= Document passage =
»»
"Find a peaceful place where you can make plans for the future"
January 15 - March 12, 2017
Ross Bleckner is known for painting a spectrum of subjects—from pulsating lines in his resurrection of Op art in the 1980s to the magnified cellular structures of autoimmune diseases in the 1990s and newer contemplative works from the past few years. Bleckner’s Dallas Contemporary exhibition takes its title from a fortune cookie. Under this prophetic umbrella, the artist presents paintings of landscapes, crowds, flowers, architecture, and birds, all from the last two years. Together they function as memento mori—a meditation on memory and loss.
Bleckner explores the space where the architecture of place meets the architecture of the sky—revealing phenomena of paint and light—in an oeuvre teetering between a call for salvation and a silent abyss. It is this philosophical query around the physical and the absent that animates Bleckner’s newest artworks. They are activated through a tension between materiality, physicality, and the sublime.
Recent abstract landscapes are both a natural evolution of his painting process and a summary of historical paintings from the past sixty years. Engaging in this neo-romantic landscape tradition, the works present tranquil and serene visions driven by color and composition. The wide variety of flower works continues Bleckner’s examinations of landscapes, abstraction, and the history of art. Bleckner draws upon the deep symbolism of flowers seen over diverse time periods and geographic locations.
««
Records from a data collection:
»»
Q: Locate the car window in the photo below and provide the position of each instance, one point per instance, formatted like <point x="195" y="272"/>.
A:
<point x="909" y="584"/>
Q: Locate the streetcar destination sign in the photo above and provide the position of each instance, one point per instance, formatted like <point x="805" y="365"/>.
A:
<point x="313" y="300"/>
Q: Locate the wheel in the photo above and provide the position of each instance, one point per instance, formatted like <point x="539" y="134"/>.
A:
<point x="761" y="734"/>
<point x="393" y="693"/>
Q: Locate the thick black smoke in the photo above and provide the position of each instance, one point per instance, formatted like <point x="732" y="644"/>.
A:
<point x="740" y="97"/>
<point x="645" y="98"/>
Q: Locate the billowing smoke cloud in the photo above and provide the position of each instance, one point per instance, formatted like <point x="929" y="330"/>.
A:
««
= Exercise goal =
Pick up the description of the Ross Bleckner exhibition after its final sentence and write the part that comes next.

= Answer below =
Central to the artist’s practice is the layering of paint onto the canvas and then subsequently scraping it away—a perpetual process of creating and editing, adding and subtracting. Bleckner compares his creative process to the manner in which an architect constructs a building. He achieves a depth of color by gradually layering paint onto the canvas. For example with his series of bird compositions, at one point in the creative process, the surfaces are entirely covered in paint, until Bleckner carves the birds out of the accumulated layers. The birds are defined by their absence.
Born and raised on Long Island, Bleckner is a native New Yorker who splits his time between the city and the country. He studied at New York University, where he now teaches. Several of his art works are in the permanent collections of New York’s Museum of Modern Art, the Whitney Museum of American Art, and the Guggenheim Museum.